[Aim of the exercise]
Beginning at the line containing "Kindly give the mask of every instance of the blurred" and continuing to the end of the records below, give each line again exactly as it stands, and only those lines.
— begin —
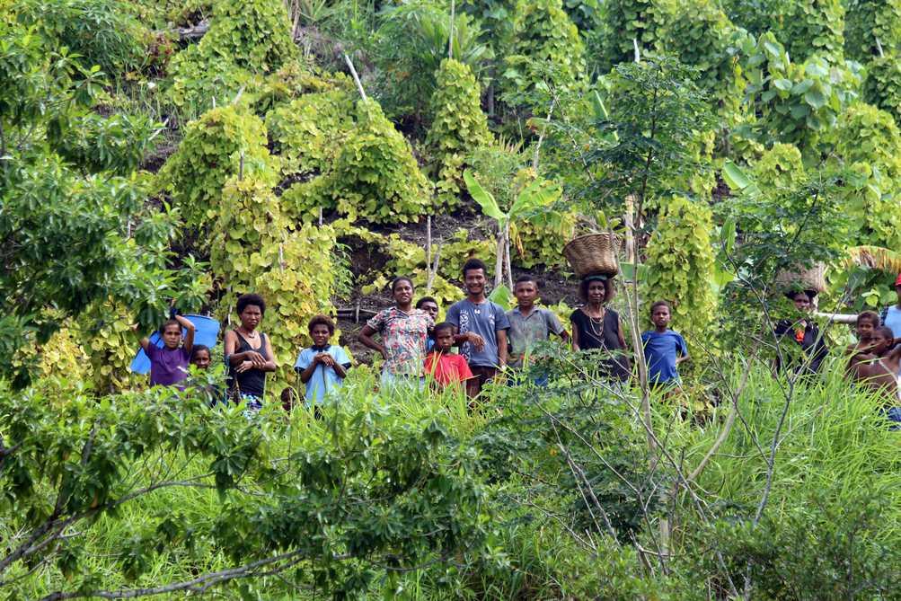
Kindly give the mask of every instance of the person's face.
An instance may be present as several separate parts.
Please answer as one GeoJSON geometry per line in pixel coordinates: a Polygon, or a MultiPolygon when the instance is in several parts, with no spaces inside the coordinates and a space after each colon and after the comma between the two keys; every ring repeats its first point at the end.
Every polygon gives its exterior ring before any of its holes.
{"type": "Polygon", "coordinates": [[[857,337],[861,341],[869,341],[873,337],[873,323],[863,319],[857,323],[857,337]]]}
{"type": "Polygon", "coordinates": [[[423,311],[424,311],[425,313],[429,314],[429,317],[432,318],[432,321],[434,321],[434,320],[438,319],[438,304],[437,303],[432,303],[432,301],[428,301],[426,303],[423,303],[423,306],[421,306],[419,308],[422,309],[423,311]]]}
{"type": "Polygon", "coordinates": [[[672,319],[672,316],[669,314],[669,307],[662,305],[655,306],[653,312],[651,314],[651,323],[659,328],[667,327],[670,319],[672,319]]]}
{"type": "Polygon", "coordinates": [[[198,351],[191,362],[197,366],[198,369],[206,369],[210,367],[210,353],[206,351],[198,351]]]}
{"type": "Polygon", "coordinates": [[[873,346],[873,353],[877,355],[881,355],[888,350],[888,347],[891,344],[891,341],[886,338],[885,334],[878,330],[872,333],[869,340],[873,346]]]}
{"type": "Polygon", "coordinates": [[[604,282],[591,282],[588,284],[588,302],[598,305],[604,302],[607,296],[607,288],[604,282]]]}
{"type": "Polygon", "coordinates": [[[447,352],[452,346],[453,332],[450,330],[439,330],[435,332],[435,349],[442,352],[447,352]]]}
{"type": "Polygon", "coordinates": [[[535,304],[538,297],[538,287],[534,282],[520,282],[514,292],[520,306],[529,307],[535,304]]]}
{"type": "Polygon", "coordinates": [[[310,330],[310,337],[316,346],[325,346],[329,342],[329,338],[332,337],[332,332],[329,332],[328,326],[324,323],[316,323],[310,330]]]}
{"type": "Polygon", "coordinates": [[[163,343],[168,349],[177,349],[181,344],[181,326],[177,323],[169,323],[163,330],[163,343]]]}
{"type": "Polygon", "coordinates": [[[413,301],[413,287],[405,279],[395,284],[393,294],[397,305],[406,305],[413,301]]]}
{"type": "Polygon", "coordinates": [[[795,308],[803,313],[810,310],[810,297],[807,295],[795,295],[795,308]]]}
{"type": "Polygon", "coordinates": [[[248,305],[238,316],[241,317],[241,324],[244,329],[250,332],[259,325],[259,322],[263,319],[263,312],[256,305],[248,305]]]}
{"type": "Polygon", "coordinates": [[[485,270],[469,269],[463,276],[463,282],[466,284],[466,291],[474,296],[478,296],[485,292],[485,270]]]}

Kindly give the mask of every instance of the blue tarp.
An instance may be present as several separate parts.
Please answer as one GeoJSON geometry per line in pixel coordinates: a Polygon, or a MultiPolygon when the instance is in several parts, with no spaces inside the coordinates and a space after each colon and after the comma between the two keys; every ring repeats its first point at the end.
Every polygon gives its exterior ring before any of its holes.
{"type": "MultiPolygon", "coordinates": [[[[204,344],[211,349],[216,345],[216,341],[219,338],[219,322],[205,315],[185,315],[185,318],[194,323],[195,344],[204,344]]],[[[184,334],[185,332],[182,330],[182,335],[184,334]]],[[[150,343],[156,344],[157,348],[162,348],[163,339],[159,331],[150,334],[150,343]]],[[[136,374],[150,372],[150,360],[143,349],[138,349],[138,354],[134,356],[131,369],[136,374]]]]}

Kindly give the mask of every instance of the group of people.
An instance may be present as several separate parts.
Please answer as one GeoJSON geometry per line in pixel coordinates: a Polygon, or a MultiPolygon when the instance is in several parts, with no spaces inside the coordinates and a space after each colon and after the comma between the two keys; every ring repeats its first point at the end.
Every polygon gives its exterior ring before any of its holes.
{"type": "MultiPolygon", "coordinates": [[[[883,309],[881,314],[863,311],[857,316],[858,341],[845,349],[845,373],[856,384],[882,396],[888,418],[901,422],[901,275],[895,280],[895,291],[896,304],[883,309]]],[[[790,339],[800,347],[800,354],[792,362],[805,374],[817,373],[829,354],[824,332],[807,316],[815,296],[815,290],[790,292],[788,297],[802,317],[780,320],[775,328],[778,337],[790,339]]],[[[781,367],[777,360],[777,368],[781,367]]]]}
{"type": "MultiPolygon", "coordinates": [[[[516,306],[505,311],[486,296],[484,262],[469,260],[462,277],[466,298],[450,306],[445,321],[439,323],[435,321],[441,309],[434,298],[424,296],[414,304],[414,288],[409,278],[399,277],[391,283],[395,305],[377,313],[359,335],[360,342],[384,360],[382,387],[452,387],[475,397],[501,374],[508,382],[521,381],[536,343],[552,337],[571,342],[577,351],[607,351],[599,360],[599,372],[614,381],[630,377],[632,367],[620,316],[608,306],[614,296],[611,278],[593,276],[582,280],[579,294],[585,305],[570,315],[570,335],[552,311],[537,305],[537,278],[520,277],[514,290],[516,306]]],[[[236,309],[240,324],[226,332],[223,340],[228,368],[228,390],[223,396],[255,410],[263,404],[266,374],[277,369],[271,342],[259,332],[266,302],[259,295],[246,294],[239,297],[236,309]]],[[[677,386],[677,366],[688,359],[687,347],[679,334],[669,329],[671,314],[667,303],[655,303],[651,317],[654,330],[642,334],[650,380],[654,386],[677,386]]],[[[318,405],[338,390],[350,369],[348,354],[332,341],[334,331],[329,317],[311,319],[313,344],[302,349],[295,362],[308,405],[318,405]]],[[[194,344],[194,325],[184,316],[173,314],[160,332],[161,348],[147,338],[141,342],[150,360],[151,386],[183,386],[189,364],[201,369],[210,365],[210,350],[194,344]]],[[[547,376],[535,377],[534,382],[545,386],[547,376]]],[[[283,391],[283,404],[289,405],[293,396],[290,389],[283,391]]]]}
{"type": "MultiPolygon", "coordinates": [[[[569,315],[570,330],[552,311],[538,306],[539,281],[532,276],[516,280],[516,306],[510,311],[486,296],[487,269],[484,262],[469,260],[462,277],[467,296],[450,306],[445,321],[439,323],[435,321],[441,309],[434,298],[424,296],[414,304],[415,290],[409,278],[398,277],[391,283],[395,305],[378,312],[358,337],[384,360],[380,387],[453,387],[475,397],[486,384],[502,374],[507,382],[521,382],[523,367],[536,344],[554,337],[571,344],[575,351],[603,351],[597,363],[601,377],[613,382],[624,382],[632,377],[620,315],[609,306],[614,294],[611,277],[595,275],[581,280],[579,296],[584,305],[569,315]]],[[[884,311],[881,317],[869,311],[858,316],[859,341],[847,351],[849,374],[874,389],[887,390],[895,399],[901,395],[901,276],[896,287],[896,306],[884,311]],[[894,328],[897,331],[893,332],[894,328]]],[[[829,352],[823,332],[807,316],[815,295],[812,290],[790,293],[802,317],[776,324],[778,337],[790,338],[800,346],[803,360],[797,367],[808,373],[818,371],[829,352]]],[[[246,294],[238,299],[236,308],[241,323],[226,332],[223,340],[227,396],[246,403],[250,410],[259,409],[263,404],[266,374],[277,369],[271,342],[259,330],[266,303],[259,295],[246,294]]],[[[652,303],[653,329],[641,336],[648,381],[654,388],[678,389],[678,366],[689,360],[685,339],[669,328],[671,319],[669,303],[652,303]]],[[[334,332],[334,323],[326,315],[316,315],[309,322],[313,344],[300,351],[294,366],[305,385],[308,405],[318,405],[340,389],[351,367],[347,352],[332,341],[334,332]]],[[[210,350],[194,344],[195,328],[185,317],[173,314],[160,332],[162,348],[146,338],[141,341],[150,360],[151,386],[178,386],[187,378],[188,364],[201,369],[210,365],[210,350]]],[[[531,377],[534,384],[547,385],[546,375],[532,372],[531,377]]],[[[290,405],[293,396],[291,389],[283,391],[283,403],[290,405]]]]}

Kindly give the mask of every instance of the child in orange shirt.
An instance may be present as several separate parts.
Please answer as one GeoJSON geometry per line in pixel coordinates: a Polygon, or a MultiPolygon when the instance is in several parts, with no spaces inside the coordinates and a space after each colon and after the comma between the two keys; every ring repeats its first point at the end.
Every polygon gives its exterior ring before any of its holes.
{"type": "Polygon", "coordinates": [[[432,329],[435,345],[425,357],[425,372],[442,388],[448,386],[460,387],[472,378],[466,359],[462,355],[450,354],[453,346],[453,323],[444,322],[432,329]]]}

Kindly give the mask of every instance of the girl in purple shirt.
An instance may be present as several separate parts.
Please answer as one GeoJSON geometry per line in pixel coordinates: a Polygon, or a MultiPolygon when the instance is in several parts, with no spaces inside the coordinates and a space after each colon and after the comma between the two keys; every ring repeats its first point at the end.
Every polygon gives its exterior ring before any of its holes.
{"type": "MultiPolygon", "coordinates": [[[[194,323],[175,315],[159,328],[163,346],[158,347],[147,337],[141,339],[141,348],[150,360],[150,386],[177,386],[187,378],[187,363],[194,348],[194,323]],[[182,341],[181,329],[187,332],[182,341]]],[[[178,386],[183,388],[184,386],[178,386]]]]}

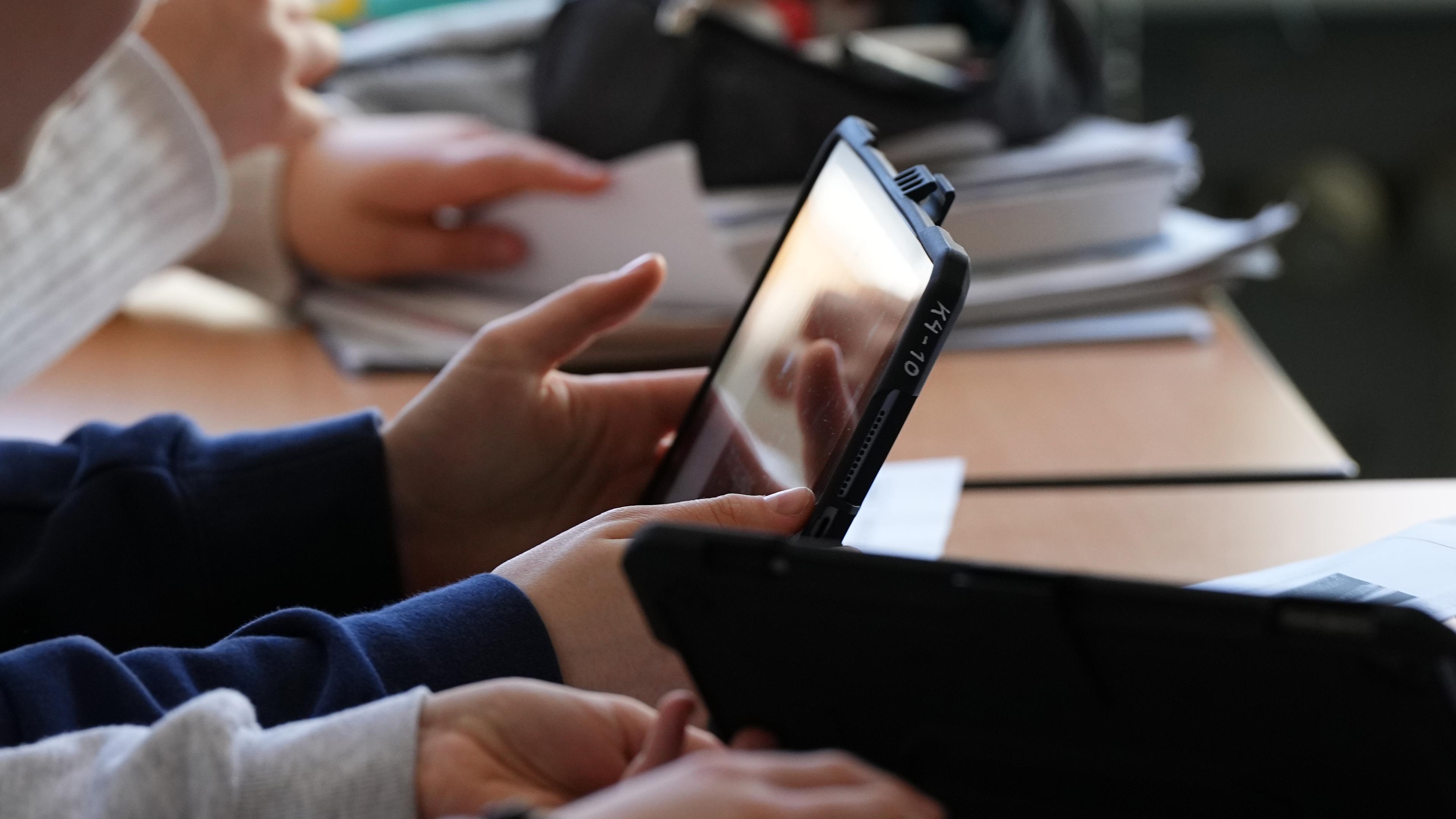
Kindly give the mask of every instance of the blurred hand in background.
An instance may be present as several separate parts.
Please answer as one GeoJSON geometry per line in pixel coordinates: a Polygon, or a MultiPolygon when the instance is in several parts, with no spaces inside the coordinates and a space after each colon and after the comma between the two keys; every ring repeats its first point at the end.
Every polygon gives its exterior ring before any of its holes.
— end —
[Solution to this task]
Kindly give the mask of every instance of the blurred hand in background.
An instance may be present as several separate parts.
Please answer as one GeoJSON geometry per line in pixel coordinates: a Polygon, or a MultiPolygon when the instance is in several parts, with no spaces inside the coordinates and a space after each colon and after the comma between the two keys; every ring repeats its first point at the end.
Every polygon gives its exterior ring before any of its holes.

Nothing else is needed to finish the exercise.